The most important project of de Gaulle's government was the construction of a new business district at La Défense, just west of the city limits. The idea was to create a new business center, since there was no more room to build in the traditional business center, around the Opera; and also to extend the historic axis of the city, an imaginary east-west line which ran from the porte-Maillot at the eastern edge of the city to Place de la Bastille, to the Louvre, and through the Place de la Concorde along the Champs Élysées to the Arc de Triomphe. It allowed the creation of a French version of Manhattan, without disturbing the skyline and architecture of the historic center of the city. The idea had been discussed and various proposals put forward as early as the 1930s, but did not begin to move ahead until 1957. A site of nine hundred hectares, between two cemeteries, between Paris and Nanterre, was chosen. The first company to move to the site was Elf Aquitaine, the largest French company; they had little choice, since they were owned by the French government. It was also decided to add residential buildings, since there was not yet a Métro line, and so that the regional train line was not overwhelmed with commuters.

Some of the more daring components of the original plan were dropped because of public opposition or cost. A planned 250-meter-high skyscraper by the architect Zehrfuss was reduced in height. The famed modernist architect Le Corbusier was commissioned to design a huge cultural center near the Rond-point de La Défense, with a museum of 20th century art, a music conservatory, and the national school of architecture, but this component was never built. The Museum of 20th century art instead became a museum of 19th century art, and was installed in the former Gare d'Orsay train station. The project developed slowly; most of the towers did not go up until the 1970s, and formed a backdrop to the Arc de Triomphe. By 2000 more than a million square meters of office space was created at La Défense, more than in the old central business district around the Opera.

===New Chinatowns===
The building of the new residential towers coincided with the departure of the French from Indochina, and the beginning of a large-scale new immigration to Paris. A large number of Vietnamese and ethnic Chinese from Saigon moved into the new residential towers, and created what became the largest Chinatown within the city limits. A smaller Indochinese community, had been created between the wars around Place Maubert, but its growth was limited by the rapid rise in real estate prices. An even larger Indochinese migration settled in the newly created town of Marne-la-Vallée. After the end of the Vietnam War in the 1970s, the new town attracted a large migration of Vietnamese and Cambodians, making it the largest southeast Asian community in the Paris region.

··········

[What is required]:
According to the passage about La Défense, which company was the first to move to the site?

[Items from a dataset]:
··········

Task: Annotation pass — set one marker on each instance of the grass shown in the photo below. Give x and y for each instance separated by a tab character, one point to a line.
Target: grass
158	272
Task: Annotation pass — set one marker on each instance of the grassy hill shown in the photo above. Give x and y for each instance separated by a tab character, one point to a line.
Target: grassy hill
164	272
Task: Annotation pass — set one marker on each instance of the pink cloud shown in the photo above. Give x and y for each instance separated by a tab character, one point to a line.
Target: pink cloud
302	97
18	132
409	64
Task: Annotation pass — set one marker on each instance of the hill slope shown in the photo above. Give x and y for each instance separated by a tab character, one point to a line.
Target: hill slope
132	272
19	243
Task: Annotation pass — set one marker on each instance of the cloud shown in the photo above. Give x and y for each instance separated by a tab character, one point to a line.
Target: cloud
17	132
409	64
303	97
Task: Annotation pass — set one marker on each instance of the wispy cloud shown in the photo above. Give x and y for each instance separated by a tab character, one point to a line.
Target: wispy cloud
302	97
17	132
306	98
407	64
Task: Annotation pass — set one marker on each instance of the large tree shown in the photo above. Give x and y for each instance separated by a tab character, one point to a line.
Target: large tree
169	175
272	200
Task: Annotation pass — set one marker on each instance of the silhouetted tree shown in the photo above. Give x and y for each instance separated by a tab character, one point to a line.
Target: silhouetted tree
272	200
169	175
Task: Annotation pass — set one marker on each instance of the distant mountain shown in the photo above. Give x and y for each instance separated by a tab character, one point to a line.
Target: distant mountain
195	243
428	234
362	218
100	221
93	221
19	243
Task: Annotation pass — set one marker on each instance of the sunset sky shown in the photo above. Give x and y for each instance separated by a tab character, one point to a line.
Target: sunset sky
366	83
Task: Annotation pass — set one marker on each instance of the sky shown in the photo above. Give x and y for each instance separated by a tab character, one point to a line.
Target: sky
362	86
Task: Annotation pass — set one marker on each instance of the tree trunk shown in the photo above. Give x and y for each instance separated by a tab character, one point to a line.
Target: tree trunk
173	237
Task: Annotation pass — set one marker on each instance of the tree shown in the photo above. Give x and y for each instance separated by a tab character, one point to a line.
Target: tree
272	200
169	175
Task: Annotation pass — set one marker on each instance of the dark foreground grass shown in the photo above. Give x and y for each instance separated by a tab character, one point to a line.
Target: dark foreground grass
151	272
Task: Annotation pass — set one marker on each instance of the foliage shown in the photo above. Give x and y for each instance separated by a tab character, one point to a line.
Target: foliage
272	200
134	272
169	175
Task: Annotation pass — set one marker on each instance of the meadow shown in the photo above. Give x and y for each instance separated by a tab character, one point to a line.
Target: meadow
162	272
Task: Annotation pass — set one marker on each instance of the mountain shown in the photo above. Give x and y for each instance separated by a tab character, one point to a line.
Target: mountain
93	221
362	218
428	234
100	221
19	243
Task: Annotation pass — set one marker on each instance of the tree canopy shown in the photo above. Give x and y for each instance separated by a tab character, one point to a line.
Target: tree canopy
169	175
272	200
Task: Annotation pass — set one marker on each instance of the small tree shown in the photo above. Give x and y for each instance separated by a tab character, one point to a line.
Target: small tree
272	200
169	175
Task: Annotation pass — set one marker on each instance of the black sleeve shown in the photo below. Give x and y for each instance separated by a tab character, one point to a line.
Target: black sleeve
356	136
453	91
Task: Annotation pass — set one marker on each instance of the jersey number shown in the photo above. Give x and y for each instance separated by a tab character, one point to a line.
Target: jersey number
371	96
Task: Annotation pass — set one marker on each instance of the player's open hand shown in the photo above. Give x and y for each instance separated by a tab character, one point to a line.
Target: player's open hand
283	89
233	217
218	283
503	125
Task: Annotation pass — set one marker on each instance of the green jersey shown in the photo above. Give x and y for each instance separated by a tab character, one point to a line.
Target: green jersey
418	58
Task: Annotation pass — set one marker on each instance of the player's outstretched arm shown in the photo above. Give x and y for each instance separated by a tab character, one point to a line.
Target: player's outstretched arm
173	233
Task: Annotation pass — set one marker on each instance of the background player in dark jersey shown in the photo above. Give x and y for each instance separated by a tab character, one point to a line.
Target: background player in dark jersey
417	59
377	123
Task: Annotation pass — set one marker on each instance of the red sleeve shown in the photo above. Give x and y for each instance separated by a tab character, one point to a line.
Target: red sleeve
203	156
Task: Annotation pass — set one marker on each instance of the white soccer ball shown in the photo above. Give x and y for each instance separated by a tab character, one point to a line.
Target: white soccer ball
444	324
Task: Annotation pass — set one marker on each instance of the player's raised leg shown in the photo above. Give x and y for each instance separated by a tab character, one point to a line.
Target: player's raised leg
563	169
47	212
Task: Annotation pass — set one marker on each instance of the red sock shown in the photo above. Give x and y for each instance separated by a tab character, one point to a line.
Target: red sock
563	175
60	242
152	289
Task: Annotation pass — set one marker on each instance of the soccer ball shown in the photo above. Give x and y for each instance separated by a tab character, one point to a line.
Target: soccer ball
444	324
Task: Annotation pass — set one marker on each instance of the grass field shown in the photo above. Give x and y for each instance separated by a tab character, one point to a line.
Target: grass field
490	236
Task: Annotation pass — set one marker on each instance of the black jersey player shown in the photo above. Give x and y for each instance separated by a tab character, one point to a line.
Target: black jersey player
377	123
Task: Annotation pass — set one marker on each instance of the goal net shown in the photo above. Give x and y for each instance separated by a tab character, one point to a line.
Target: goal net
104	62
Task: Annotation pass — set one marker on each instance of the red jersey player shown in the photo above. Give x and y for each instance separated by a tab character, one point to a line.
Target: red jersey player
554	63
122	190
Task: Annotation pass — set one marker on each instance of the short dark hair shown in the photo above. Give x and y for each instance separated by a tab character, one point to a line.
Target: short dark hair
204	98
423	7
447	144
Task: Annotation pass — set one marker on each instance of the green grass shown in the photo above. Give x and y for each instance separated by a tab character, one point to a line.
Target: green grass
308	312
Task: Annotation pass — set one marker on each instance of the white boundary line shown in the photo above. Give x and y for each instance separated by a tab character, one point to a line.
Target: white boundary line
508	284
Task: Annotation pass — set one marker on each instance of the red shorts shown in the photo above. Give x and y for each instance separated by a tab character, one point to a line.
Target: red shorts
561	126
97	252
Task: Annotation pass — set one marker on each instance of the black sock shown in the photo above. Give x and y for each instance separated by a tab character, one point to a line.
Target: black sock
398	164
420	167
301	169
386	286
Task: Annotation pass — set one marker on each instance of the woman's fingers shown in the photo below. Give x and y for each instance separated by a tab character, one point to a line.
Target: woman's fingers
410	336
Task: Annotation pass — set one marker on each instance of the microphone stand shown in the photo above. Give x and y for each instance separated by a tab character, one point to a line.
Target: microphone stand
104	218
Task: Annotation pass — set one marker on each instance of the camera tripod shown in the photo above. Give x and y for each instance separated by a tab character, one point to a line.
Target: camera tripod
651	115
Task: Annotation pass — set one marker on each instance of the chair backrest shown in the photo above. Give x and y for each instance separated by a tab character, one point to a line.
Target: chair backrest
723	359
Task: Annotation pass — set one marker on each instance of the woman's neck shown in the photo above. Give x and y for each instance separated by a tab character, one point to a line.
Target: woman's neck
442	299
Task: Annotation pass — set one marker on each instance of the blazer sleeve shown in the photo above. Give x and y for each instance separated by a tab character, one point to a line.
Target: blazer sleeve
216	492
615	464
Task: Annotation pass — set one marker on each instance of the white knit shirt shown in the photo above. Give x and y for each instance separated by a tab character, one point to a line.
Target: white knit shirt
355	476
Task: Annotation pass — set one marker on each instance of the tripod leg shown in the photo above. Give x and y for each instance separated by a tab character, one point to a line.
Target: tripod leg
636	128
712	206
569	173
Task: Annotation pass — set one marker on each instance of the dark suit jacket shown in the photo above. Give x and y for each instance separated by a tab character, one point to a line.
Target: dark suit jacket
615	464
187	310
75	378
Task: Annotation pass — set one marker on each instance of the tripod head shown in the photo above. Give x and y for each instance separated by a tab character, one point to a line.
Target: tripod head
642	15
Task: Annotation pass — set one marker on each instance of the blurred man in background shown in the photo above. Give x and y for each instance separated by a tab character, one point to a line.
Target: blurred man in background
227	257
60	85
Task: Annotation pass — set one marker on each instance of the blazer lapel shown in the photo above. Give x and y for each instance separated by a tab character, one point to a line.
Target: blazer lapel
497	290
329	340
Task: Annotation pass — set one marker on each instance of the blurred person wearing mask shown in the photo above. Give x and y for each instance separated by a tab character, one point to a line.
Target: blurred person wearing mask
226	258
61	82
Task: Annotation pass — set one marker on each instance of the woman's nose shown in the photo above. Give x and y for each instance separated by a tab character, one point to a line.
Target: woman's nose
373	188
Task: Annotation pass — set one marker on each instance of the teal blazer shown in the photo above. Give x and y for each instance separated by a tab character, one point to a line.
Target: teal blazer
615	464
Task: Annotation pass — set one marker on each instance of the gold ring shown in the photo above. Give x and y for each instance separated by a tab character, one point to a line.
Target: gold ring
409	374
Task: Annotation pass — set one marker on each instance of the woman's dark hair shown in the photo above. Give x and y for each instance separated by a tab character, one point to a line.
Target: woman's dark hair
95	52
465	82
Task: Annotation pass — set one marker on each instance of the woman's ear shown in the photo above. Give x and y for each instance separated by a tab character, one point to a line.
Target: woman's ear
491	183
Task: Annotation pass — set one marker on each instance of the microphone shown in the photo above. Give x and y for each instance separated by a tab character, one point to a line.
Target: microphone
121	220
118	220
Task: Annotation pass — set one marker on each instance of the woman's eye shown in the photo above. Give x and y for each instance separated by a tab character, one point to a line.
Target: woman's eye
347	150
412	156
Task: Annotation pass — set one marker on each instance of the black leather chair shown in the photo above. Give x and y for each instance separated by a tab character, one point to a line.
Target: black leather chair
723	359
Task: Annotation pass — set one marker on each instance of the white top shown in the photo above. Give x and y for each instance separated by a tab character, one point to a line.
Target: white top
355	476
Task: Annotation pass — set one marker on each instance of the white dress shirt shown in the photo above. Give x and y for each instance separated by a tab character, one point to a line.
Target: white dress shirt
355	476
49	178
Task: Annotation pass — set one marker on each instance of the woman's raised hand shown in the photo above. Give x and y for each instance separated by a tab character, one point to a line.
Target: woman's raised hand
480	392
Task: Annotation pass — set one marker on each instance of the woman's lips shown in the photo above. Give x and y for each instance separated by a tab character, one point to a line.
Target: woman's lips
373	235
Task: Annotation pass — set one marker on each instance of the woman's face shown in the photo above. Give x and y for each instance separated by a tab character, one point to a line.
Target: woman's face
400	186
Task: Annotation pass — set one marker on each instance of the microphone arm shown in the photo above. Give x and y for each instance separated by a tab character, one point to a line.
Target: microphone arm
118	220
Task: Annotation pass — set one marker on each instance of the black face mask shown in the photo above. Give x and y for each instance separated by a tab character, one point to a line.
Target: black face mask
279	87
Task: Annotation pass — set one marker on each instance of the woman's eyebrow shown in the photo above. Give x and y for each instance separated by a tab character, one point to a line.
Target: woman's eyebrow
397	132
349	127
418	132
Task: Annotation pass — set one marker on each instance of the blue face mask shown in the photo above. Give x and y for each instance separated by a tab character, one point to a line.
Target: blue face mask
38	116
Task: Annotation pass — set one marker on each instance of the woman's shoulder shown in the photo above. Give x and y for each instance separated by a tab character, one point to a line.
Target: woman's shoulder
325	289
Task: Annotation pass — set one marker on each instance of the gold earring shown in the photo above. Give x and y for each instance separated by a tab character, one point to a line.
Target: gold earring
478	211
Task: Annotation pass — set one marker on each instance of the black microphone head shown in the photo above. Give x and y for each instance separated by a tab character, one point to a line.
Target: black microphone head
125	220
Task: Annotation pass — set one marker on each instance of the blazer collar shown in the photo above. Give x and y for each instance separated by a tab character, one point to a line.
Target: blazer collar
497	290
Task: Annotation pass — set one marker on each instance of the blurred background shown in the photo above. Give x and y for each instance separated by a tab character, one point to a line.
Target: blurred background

··········

[Answer to this problem]:
Elf Aquitaine